** Exercise aim **
Copy out all of the lines below, swapping each occurrence of "photograph" for "image" and leaving everything else unchanged.

** Source records **
■ ■ ■

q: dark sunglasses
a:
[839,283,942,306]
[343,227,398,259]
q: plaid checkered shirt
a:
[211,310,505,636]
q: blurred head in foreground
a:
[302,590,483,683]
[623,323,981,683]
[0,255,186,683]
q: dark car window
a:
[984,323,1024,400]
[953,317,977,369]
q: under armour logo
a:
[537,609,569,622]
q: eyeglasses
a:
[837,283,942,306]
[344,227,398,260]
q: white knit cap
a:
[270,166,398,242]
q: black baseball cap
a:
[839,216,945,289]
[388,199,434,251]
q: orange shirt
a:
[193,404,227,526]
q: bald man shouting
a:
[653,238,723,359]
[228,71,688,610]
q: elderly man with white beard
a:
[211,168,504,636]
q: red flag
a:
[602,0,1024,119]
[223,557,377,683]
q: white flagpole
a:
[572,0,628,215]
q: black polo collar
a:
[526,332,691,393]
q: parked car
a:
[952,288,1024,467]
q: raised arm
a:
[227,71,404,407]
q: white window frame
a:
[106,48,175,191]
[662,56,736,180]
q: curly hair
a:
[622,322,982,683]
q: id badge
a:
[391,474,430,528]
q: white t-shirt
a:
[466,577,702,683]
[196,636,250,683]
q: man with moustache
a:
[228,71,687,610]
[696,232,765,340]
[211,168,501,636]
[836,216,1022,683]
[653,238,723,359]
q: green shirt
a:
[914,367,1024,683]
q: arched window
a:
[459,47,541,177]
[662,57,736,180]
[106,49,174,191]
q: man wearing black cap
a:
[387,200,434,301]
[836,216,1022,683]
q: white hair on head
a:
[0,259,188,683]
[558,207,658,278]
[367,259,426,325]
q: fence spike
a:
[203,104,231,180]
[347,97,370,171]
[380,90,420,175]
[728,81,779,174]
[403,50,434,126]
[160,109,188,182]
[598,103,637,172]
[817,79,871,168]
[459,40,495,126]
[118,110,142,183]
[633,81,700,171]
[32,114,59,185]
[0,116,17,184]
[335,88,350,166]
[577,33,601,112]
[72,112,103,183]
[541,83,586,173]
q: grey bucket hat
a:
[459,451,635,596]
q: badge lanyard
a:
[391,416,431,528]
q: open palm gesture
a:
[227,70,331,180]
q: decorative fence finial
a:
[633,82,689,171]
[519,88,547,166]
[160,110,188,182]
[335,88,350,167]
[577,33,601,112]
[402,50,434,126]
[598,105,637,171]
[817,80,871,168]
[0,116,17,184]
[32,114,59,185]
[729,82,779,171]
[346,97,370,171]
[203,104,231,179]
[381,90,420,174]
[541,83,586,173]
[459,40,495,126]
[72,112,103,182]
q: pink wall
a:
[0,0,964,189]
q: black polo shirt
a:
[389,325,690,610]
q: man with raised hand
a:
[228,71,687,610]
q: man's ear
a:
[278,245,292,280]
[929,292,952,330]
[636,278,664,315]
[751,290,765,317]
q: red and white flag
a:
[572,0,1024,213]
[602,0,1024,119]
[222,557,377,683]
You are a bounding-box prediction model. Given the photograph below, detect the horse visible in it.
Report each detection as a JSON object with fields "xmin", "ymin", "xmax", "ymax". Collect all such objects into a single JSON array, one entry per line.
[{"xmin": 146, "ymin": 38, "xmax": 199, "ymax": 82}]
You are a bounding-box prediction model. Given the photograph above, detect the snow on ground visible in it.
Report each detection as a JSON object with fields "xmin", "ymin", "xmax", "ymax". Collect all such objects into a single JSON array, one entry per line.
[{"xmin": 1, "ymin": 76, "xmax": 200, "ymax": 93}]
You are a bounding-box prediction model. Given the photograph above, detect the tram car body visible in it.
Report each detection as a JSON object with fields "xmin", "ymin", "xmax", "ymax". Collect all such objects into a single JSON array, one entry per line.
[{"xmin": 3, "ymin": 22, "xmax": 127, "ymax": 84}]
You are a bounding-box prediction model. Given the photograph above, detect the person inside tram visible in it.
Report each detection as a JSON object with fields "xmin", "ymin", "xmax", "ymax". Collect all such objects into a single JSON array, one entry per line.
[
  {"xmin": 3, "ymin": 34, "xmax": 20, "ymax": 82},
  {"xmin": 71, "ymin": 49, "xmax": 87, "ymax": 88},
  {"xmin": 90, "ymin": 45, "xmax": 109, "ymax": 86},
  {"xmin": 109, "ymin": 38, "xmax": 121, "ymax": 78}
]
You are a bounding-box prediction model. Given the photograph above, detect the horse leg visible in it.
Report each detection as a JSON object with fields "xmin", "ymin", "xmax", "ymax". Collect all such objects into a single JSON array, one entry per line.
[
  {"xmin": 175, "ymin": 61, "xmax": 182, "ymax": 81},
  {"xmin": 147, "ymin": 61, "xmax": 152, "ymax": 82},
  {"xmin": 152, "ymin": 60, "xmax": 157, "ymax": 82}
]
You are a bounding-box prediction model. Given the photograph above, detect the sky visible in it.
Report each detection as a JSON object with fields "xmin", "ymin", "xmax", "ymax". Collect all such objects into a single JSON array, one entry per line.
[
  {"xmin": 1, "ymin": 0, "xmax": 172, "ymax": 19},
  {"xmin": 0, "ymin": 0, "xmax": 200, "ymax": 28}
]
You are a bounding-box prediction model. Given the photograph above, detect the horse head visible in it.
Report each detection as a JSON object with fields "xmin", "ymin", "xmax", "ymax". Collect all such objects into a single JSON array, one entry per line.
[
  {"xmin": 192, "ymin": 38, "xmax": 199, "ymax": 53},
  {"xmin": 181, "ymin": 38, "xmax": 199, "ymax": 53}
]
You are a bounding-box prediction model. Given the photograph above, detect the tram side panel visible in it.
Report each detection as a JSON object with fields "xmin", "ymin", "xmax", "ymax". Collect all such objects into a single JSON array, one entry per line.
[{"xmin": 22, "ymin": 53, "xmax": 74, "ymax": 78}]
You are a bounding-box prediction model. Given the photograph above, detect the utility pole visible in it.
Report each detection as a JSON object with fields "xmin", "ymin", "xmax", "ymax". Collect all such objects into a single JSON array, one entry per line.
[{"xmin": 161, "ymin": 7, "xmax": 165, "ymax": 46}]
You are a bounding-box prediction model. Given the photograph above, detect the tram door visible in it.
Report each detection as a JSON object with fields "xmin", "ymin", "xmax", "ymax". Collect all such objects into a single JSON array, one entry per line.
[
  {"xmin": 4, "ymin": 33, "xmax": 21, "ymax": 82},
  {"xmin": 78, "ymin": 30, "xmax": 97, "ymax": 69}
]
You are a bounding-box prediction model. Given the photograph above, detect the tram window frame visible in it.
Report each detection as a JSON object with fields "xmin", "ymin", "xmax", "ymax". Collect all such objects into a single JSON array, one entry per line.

■ ■ ■

** The reply **
q: dark sunglasses
a:
[839,283,942,306]
[343,227,398,259]
q: plaid checkered shirt
a:
[211,310,505,636]
q: blurred head in foreground
a:
[302,590,483,683]
[623,323,981,683]
[0,255,186,683]
q: dark car window
a:
[984,323,1024,400]
[953,317,977,369]
q: under armour logo
a:
[537,609,569,622]
q: eyeglasses
a:
[837,283,942,306]
[344,227,398,260]
q: white knit cap
a:
[270,166,398,242]
q: black baseball cap
a:
[839,216,945,289]
[388,199,434,251]
q: orange shirt
a:
[193,404,227,526]
q: bald man shouting
a:
[653,238,723,359]
[228,71,688,610]
q: elderly man with white beard
a:
[211,168,504,636]
q: red flag
a:
[602,0,1024,119]
[223,557,377,683]
q: white flagpole
a:
[572,0,628,215]
q: black polo collar
a:
[526,332,691,393]
q: parked car
a:
[952,288,1024,467]
q: raised arm
a:
[227,71,404,407]
q: white window frame
a:
[106,48,175,191]
[662,56,736,180]
q: curly hair
a:
[622,322,982,683]
q: id badge
a:
[391,474,430,528]
q: white t-shirt
a:
[466,577,702,683]
[196,636,250,683]
q: man with moustache
a:
[228,71,687,610]
[696,232,765,340]
[211,168,501,636]
[836,216,1022,683]
[653,238,723,359]
q: green shirt
a:
[914,367,1024,683]
q: arched window
a:
[459,47,541,177]
[662,57,736,180]
[106,49,174,191]
q: man wearing black cap
a:
[387,200,434,301]
[836,216,1022,683]
q: white hair on head
a:
[0,259,188,683]
[558,207,658,278]
[367,259,426,325]
q: fence spike
a:
[203,104,231,180]
[347,97,370,171]
[380,90,420,175]
[728,81,779,174]
[403,50,434,126]
[160,109,188,182]
[598,103,637,172]
[817,79,871,168]
[459,40,495,126]
[118,110,142,183]
[633,81,700,171]
[32,114,59,185]
[0,116,17,184]
[335,88,350,166]
[577,33,601,112]
[72,112,103,183]
[541,83,586,173]
q: grey bucket hat
a:
[459,451,635,596]
q: badge lanyard
a:
[391,416,431,528]
q: open palm gesture
a:
[227,70,331,180]
q: decorative fence finial
a:
[633,82,689,171]
[519,88,547,166]
[160,110,188,182]
[335,88,350,167]
[577,33,601,112]
[402,50,434,126]
[598,105,637,171]
[817,80,871,168]
[0,116,17,184]
[32,114,59,185]
[729,82,779,171]
[346,97,370,171]
[203,104,231,179]
[381,90,420,174]
[541,83,586,173]
[459,40,495,126]
[72,112,103,182]
q: pink wall
a:
[0,0,964,189]
q: black polo shirt
a:
[389,325,690,610]
q: man with raised hand
a:
[228,71,687,610]
q: man's ear
a:
[278,245,292,280]
[929,292,952,330]
[636,278,664,315]
[751,290,765,317]
q: red and white flag
a:
[572,0,1024,213]
[602,0,1024,119]
[222,557,377,683]
You are a bounding-box prediction model. Given the image below, detect the horse visible in it.
Report each detection as a JSON object with fields "xmin", "ymin", "xmax", "ymax". Collect all such objects into a single JSON array, one entry per line.
[{"xmin": 146, "ymin": 38, "xmax": 199, "ymax": 82}]
You are a bounding-box prediction model. Given the image above, detect the snow on ground visible in it.
Report each detection as a JSON object with fields "xmin", "ymin", "xmax", "ymax". Collect all such objects into a single JSON array, one entry per line.
[{"xmin": 1, "ymin": 76, "xmax": 200, "ymax": 93}]
You are a bounding-box prediction model. Given the image above, detect the tram car body visible in it.
Report each detection as a JSON object with fields "xmin", "ymin", "xmax", "ymax". Collect all such objects into a single JSON array, one entry per line.
[{"xmin": 3, "ymin": 22, "xmax": 127, "ymax": 84}]
You are a bounding-box prediction model. Given the image above, detect the person inside tram visible in it.
Report each detection as a JSON object with fields "xmin", "ymin", "xmax", "ymax". Collect all such objects into a single JSON array, one entry per line.
[
  {"xmin": 3, "ymin": 34, "xmax": 20, "ymax": 82},
  {"xmin": 71, "ymin": 49, "xmax": 87, "ymax": 88},
  {"xmin": 90, "ymin": 45, "xmax": 109, "ymax": 86},
  {"xmin": 109, "ymin": 38, "xmax": 121, "ymax": 78}
]
You are a bounding-box prediction model. Given the image above, detect the horse leg visible in it.
Report each detection as a JSON object with fields "xmin", "ymin", "xmax", "ymax". Collect all such objects into a single JSON array, one entry per line.
[
  {"xmin": 175, "ymin": 61, "xmax": 182, "ymax": 81},
  {"xmin": 147, "ymin": 61, "xmax": 152, "ymax": 82},
  {"xmin": 152, "ymin": 60, "xmax": 157, "ymax": 82}
]
You are a bounding-box prediction model. Given the image above, detect the sky visible in it.
Report each detection as a JSON object with fields "xmin", "ymin", "xmax", "ymax". Collect all such objects into a single JSON array, one entry per line.
[
  {"xmin": 1, "ymin": 0, "xmax": 172, "ymax": 19},
  {"xmin": 0, "ymin": 0, "xmax": 200, "ymax": 28}
]
You are a bounding-box prediction model. Given the image above, detect the horse head visible in it.
Report each detection as a JSON object with fields "xmin", "ymin", "xmax", "ymax". Collect all such objects into a single JSON array, one entry per line.
[
  {"xmin": 192, "ymin": 38, "xmax": 199, "ymax": 53},
  {"xmin": 181, "ymin": 38, "xmax": 199, "ymax": 53}
]
You are a bounding-box prediction model. Given the image above, detect the tram side panel visible in it.
Report each detection as a JSON object with fields "xmin", "ymin", "xmax", "ymax". Collect all such objects into a single JSON array, one entry per line.
[{"xmin": 22, "ymin": 53, "xmax": 74, "ymax": 78}]
You are a bounding-box prediction model. Given the image above, detect the utility pole visible in it.
Report each detection as a JSON object with fields "xmin", "ymin", "xmax", "ymax". Collect all such objects into a single JSON array, one entry per line.
[{"xmin": 161, "ymin": 7, "xmax": 165, "ymax": 46}]
You are a bounding-box prediction model. Given the image above, detect the tram door visible in it.
Report each detection as a JSON object with fields "xmin", "ymin", "xmax", "ymax". Collect all such objects into a single JSON array, one entry per line.
[
  {"xmin": 4, "ymin": 33, "xmax": 21, "ymax": 82},
  {"xmin": 78, "ymin": 30, "xmax": 97, "ymax": 69}
]
You are a bounding-box prediction model. Given the image above, detect the tram window frame visible in it.
Report each detection as a JSON object with fields "xmin", "ymin", "xmax", "ymax". Collect all such objects into a single JSON array, one entry per line.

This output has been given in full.